Collected data entries

※

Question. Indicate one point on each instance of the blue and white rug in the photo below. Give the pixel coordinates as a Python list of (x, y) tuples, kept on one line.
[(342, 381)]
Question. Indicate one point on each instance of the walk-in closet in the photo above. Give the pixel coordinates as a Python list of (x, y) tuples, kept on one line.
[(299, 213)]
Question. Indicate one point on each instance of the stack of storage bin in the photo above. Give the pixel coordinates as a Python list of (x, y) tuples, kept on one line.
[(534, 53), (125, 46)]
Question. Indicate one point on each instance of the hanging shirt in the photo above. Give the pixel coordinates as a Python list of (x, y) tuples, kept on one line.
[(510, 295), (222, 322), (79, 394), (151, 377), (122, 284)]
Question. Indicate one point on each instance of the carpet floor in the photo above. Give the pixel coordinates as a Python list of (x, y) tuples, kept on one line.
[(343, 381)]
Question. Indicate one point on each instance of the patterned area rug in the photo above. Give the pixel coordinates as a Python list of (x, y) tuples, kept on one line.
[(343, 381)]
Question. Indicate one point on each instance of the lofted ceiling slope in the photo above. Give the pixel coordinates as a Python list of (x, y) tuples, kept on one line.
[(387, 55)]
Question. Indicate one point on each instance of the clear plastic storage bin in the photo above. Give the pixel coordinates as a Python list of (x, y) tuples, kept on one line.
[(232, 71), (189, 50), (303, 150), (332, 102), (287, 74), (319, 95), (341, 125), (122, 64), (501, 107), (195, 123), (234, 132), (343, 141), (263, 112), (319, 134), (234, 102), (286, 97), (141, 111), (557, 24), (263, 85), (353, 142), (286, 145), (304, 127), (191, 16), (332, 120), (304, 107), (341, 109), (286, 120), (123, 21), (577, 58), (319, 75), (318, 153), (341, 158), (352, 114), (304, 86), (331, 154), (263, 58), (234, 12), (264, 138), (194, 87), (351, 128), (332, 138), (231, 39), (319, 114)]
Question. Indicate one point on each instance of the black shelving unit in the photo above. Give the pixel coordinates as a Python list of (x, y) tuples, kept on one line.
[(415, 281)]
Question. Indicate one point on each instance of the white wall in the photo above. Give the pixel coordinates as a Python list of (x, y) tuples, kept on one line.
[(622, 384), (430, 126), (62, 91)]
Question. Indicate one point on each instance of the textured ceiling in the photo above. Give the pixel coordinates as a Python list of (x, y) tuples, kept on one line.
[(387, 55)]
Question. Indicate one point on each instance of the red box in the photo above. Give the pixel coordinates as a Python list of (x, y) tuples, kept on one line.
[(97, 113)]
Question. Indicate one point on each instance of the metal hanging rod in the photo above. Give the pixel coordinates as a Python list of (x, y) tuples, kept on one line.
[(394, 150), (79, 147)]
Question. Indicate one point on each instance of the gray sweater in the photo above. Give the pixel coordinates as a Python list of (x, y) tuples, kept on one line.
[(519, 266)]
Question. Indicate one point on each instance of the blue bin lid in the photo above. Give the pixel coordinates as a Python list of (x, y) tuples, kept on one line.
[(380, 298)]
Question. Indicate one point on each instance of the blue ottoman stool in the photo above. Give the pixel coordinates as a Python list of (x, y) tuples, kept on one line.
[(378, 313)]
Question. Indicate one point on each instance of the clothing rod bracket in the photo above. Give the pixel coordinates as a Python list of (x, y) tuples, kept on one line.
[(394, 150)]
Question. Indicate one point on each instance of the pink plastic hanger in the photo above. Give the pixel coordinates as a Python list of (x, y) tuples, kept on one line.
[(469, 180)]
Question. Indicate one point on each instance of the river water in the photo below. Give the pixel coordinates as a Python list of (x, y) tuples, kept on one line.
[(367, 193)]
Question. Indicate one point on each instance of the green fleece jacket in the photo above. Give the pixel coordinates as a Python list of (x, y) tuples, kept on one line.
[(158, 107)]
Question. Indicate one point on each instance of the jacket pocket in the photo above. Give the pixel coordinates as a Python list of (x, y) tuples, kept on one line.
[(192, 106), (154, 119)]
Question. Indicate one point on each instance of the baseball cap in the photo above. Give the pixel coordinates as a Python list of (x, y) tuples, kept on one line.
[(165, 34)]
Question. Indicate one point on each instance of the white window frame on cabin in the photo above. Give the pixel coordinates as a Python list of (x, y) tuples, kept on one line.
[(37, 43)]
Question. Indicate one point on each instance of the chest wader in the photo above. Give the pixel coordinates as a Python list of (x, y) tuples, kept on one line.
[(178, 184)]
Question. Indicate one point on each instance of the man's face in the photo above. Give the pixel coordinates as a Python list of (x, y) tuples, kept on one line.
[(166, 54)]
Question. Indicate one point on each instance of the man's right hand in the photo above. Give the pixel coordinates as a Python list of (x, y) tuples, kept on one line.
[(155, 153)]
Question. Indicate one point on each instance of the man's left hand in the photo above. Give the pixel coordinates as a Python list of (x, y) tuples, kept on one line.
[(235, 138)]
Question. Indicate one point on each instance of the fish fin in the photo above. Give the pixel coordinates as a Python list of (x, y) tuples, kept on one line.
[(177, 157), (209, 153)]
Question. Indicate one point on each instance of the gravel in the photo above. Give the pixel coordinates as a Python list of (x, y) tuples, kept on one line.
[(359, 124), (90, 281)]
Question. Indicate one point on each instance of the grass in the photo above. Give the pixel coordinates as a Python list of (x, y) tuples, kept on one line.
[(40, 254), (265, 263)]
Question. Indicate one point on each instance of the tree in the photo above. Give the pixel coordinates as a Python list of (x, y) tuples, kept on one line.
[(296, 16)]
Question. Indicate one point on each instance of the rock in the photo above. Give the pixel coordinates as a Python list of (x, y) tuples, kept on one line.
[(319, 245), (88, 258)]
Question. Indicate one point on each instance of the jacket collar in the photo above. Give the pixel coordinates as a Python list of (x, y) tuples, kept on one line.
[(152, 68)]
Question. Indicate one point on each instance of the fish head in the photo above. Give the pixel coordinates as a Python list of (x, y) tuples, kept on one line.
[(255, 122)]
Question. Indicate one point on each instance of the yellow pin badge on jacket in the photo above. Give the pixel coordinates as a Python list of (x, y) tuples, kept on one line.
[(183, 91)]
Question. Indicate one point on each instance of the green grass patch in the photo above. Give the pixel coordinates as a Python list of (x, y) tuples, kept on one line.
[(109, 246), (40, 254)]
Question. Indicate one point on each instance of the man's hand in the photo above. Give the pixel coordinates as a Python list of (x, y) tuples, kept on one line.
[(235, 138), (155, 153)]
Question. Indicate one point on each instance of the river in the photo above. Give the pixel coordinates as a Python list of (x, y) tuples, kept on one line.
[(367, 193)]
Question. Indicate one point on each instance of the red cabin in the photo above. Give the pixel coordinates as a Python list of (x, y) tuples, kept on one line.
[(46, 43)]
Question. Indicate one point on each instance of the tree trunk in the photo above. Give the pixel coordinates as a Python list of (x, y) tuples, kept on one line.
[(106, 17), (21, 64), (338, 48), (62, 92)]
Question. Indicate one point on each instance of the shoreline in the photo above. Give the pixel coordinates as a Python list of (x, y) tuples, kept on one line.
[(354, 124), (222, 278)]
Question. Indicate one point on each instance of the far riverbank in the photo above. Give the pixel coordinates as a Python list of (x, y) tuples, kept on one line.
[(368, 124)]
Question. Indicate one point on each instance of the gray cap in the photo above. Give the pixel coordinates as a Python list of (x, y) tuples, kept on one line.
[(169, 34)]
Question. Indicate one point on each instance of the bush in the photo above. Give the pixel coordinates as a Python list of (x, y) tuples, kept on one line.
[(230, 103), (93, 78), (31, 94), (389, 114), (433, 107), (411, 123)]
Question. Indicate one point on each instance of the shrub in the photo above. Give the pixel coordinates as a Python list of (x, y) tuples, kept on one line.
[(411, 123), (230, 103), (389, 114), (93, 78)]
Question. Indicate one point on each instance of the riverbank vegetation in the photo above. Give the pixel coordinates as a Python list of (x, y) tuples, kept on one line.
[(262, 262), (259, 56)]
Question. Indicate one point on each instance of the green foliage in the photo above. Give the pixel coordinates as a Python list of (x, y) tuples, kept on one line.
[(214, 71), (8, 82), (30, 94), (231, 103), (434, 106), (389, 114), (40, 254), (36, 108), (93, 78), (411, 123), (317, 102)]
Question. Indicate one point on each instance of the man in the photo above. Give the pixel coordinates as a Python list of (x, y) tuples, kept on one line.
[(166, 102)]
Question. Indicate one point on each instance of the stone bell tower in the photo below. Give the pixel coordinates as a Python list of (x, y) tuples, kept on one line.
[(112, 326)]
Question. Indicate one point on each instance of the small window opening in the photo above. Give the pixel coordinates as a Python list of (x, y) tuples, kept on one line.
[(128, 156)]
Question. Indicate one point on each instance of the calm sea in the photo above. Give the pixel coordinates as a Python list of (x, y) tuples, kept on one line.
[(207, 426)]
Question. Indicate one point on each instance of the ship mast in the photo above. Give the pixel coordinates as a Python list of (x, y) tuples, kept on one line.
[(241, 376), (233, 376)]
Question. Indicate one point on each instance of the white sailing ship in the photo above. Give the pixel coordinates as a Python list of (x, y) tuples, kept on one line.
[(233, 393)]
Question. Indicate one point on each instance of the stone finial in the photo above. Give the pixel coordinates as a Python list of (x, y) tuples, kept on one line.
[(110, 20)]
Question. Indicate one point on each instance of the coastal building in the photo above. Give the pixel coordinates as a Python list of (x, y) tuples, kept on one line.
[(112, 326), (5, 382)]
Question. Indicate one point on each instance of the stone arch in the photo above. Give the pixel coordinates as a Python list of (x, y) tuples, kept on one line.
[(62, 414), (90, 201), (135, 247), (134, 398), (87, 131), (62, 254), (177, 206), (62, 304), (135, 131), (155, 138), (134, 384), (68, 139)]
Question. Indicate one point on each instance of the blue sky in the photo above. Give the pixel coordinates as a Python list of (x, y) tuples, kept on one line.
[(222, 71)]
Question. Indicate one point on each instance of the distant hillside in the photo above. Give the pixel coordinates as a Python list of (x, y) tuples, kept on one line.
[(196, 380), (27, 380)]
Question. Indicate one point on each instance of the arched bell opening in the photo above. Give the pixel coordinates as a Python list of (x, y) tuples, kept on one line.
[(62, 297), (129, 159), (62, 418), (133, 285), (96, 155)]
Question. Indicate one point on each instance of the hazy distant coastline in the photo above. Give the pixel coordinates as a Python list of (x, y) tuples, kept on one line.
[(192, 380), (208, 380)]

※

# What the exercise asks
Copy the lines verbatim, beginning at the line that contains "Question. Indicate one point on each instance of the hanging" and stopping after the line that contains "[(510, 295), (222, 322), (79, 394), (151, 377), (122, 284)]".

# Solution to this exercise
Question. Indicate one point on each instance of the hanging shirt in the photo above. Give the pixel coordinates as a Python list of (x, y) tuples, kept on one line.
[(510, 295), (222, 322), (79, 394), (151, 377), (122, 284)]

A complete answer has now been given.